### Required task
How many lines in the listing below contain the string "bird"? Reply with the number alone.
_ _ _ _ _ _ _
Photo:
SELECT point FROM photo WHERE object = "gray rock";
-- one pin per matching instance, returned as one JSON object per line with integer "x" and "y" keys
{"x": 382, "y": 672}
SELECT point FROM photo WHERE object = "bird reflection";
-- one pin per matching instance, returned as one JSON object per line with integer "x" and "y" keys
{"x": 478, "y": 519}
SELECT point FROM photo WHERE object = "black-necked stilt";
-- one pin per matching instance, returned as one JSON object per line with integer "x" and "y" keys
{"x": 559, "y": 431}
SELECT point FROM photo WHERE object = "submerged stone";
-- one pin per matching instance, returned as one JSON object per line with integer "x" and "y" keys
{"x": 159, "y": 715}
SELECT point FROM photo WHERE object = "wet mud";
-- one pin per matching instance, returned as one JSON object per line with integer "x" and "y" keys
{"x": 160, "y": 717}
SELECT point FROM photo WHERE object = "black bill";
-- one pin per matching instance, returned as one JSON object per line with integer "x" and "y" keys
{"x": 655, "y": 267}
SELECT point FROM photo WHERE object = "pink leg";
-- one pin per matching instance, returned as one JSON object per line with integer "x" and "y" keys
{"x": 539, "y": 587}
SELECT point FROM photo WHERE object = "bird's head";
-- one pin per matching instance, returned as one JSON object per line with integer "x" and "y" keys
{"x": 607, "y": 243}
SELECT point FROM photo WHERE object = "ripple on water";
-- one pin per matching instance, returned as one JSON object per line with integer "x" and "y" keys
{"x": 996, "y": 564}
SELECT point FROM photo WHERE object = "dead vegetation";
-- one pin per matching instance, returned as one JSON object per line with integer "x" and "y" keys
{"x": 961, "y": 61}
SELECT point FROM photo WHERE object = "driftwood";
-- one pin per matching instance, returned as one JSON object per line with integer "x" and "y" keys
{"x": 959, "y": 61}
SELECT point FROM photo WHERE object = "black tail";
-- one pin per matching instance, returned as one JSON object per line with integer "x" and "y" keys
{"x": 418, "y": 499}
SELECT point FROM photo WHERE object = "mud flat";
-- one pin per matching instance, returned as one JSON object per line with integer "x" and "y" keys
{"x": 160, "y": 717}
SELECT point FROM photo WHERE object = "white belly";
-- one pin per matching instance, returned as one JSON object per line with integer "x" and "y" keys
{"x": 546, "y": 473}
_ _ _ _ _ _ _
### The response
2